[Location identification items]
──────────────────────────────

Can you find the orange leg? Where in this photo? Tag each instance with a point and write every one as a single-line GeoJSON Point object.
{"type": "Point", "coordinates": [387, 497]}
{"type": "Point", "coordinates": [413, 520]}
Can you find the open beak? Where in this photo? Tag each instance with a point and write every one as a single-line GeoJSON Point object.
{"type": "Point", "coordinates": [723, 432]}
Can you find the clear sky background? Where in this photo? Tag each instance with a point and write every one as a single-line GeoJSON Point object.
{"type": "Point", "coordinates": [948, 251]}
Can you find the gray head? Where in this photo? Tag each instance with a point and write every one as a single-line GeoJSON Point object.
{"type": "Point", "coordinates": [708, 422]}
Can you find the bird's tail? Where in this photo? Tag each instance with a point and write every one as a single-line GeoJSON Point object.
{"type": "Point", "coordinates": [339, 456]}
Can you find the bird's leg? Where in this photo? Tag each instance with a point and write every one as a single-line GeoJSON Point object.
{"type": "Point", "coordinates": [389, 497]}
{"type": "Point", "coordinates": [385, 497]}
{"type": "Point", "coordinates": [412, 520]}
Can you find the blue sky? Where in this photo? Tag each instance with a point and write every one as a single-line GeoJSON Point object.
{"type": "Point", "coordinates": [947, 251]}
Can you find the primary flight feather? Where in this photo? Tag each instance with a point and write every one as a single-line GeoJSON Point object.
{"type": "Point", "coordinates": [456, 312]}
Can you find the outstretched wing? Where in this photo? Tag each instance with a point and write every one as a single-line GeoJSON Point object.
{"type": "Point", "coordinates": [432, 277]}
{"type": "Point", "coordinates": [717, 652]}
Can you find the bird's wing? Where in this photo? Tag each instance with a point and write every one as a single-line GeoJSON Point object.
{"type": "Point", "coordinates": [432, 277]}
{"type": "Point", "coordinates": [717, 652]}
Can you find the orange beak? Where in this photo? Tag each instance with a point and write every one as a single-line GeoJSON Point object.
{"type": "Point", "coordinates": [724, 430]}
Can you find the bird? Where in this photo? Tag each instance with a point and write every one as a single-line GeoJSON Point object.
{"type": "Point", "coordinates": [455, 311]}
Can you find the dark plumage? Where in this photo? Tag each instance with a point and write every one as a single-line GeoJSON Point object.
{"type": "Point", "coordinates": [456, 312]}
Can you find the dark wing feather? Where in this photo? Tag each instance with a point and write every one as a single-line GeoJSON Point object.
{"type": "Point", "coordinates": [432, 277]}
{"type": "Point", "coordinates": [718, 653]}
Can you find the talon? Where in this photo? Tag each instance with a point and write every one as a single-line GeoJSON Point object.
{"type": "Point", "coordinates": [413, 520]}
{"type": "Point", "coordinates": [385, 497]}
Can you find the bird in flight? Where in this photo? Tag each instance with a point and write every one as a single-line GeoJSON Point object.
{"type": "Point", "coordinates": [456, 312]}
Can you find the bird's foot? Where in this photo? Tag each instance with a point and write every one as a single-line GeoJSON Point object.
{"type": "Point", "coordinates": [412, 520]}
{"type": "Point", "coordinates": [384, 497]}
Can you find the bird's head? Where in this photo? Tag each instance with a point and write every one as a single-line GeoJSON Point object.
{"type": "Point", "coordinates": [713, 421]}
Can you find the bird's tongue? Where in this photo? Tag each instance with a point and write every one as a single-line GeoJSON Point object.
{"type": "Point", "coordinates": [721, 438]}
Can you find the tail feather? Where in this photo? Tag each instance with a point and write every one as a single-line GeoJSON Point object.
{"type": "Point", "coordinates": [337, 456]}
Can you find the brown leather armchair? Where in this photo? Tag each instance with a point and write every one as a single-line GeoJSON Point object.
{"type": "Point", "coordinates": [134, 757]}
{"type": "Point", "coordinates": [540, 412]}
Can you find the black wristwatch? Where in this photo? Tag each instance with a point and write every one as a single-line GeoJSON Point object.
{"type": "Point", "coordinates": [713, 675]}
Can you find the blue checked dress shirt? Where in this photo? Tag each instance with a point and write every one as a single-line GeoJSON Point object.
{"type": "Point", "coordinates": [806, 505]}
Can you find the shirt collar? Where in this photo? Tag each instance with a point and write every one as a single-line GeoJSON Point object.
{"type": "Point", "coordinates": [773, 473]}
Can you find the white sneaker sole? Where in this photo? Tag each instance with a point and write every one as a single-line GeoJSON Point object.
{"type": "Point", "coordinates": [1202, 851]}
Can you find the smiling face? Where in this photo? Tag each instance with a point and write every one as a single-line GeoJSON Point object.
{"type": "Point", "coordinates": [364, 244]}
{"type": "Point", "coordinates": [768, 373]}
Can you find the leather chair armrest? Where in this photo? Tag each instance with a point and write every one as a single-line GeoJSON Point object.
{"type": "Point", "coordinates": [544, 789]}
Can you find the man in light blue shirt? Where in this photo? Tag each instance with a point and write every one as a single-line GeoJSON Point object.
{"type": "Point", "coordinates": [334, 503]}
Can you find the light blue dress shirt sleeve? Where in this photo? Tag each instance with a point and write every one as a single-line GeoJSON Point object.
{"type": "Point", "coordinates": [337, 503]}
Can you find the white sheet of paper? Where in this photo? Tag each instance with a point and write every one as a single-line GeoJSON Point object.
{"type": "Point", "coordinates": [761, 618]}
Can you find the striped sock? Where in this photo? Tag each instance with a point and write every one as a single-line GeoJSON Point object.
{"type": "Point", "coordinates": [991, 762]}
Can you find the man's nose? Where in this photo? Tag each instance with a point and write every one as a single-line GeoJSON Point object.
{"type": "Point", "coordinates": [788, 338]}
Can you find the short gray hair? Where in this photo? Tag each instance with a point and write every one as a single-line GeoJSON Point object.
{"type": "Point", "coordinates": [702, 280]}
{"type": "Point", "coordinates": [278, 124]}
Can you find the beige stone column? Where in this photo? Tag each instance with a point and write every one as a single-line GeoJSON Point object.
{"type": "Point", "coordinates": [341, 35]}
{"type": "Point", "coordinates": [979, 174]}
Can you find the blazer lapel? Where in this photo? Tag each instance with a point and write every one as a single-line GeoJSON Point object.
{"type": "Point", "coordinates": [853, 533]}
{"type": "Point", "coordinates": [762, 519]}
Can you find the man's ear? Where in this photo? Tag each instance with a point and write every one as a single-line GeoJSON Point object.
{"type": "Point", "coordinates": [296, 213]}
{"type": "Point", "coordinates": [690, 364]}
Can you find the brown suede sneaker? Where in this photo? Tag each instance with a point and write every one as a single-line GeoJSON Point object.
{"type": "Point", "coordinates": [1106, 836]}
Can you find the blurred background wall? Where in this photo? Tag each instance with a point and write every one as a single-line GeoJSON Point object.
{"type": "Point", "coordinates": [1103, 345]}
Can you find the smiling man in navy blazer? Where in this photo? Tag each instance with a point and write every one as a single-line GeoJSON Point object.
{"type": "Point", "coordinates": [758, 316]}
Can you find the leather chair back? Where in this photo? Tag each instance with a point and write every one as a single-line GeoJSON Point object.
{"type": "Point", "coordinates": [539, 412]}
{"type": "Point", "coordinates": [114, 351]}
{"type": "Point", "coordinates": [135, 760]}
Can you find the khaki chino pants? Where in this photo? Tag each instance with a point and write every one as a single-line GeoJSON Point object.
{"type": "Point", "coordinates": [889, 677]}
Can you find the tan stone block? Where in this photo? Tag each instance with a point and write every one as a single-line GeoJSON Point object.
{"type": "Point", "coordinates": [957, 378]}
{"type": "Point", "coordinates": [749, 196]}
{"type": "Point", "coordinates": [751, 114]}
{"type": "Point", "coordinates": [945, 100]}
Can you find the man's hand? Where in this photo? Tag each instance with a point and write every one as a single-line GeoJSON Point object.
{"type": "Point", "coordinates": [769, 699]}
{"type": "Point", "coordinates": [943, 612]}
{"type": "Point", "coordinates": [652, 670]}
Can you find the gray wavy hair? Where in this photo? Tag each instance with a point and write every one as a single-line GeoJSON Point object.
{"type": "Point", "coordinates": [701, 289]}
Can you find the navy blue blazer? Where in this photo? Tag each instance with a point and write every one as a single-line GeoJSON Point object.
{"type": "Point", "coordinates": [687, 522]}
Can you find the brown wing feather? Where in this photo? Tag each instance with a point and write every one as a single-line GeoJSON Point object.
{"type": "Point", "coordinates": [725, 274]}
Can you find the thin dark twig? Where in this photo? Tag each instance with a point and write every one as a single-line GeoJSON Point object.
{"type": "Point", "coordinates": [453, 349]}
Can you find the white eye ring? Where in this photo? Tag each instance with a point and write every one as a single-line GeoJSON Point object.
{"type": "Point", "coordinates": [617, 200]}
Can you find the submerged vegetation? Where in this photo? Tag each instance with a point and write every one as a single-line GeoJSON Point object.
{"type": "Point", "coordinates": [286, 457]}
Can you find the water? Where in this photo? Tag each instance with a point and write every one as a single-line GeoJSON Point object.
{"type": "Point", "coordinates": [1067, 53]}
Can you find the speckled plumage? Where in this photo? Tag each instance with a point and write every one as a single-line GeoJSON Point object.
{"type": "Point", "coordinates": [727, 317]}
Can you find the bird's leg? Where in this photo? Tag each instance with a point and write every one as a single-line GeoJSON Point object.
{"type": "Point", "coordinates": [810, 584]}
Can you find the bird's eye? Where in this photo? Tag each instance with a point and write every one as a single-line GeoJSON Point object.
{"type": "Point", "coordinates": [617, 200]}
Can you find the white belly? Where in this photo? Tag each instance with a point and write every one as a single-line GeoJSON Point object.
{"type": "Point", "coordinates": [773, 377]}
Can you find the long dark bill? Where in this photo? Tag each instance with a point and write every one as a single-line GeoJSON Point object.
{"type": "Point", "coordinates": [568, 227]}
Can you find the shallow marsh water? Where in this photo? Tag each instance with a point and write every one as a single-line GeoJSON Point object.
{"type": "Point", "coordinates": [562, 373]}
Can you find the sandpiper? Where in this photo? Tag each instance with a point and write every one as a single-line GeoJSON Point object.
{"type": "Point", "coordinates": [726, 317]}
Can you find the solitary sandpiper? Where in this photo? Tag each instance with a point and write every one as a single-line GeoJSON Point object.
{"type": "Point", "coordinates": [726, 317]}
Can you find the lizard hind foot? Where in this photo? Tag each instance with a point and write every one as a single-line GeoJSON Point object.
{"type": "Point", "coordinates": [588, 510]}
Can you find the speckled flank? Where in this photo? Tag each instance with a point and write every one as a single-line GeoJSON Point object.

──────────────────────────────

* Stated exercise
Write out only what runs from the line holding "Can you find the sandpiper?" through the last line of the records, exactly as shown.

* Response for this exercise
Can you find the sandpiper? Where in this photo? Tag each instance with a point and write every one as a single-line GeoJSON Point object.
{"type": "Point", "coordinates": [726, 317]}
Can you find the solitary sandpiper? Where in this photo? Tag each instance with a point and write every one as a single-line GeoJSON Point object.
{"type": "Point", "coordinates": [726, 317]}
Can you find the lizard hind foot? Where in this photo? Tag each instance with a point and write every one as a single-line GeoJSON Point object.
{"type": "Point", "coordinates": [588, 510]}
Can you find the speckled flank? Where in this photo? Tag each instance with a point and write every one as a single-line GeoJSON Point object.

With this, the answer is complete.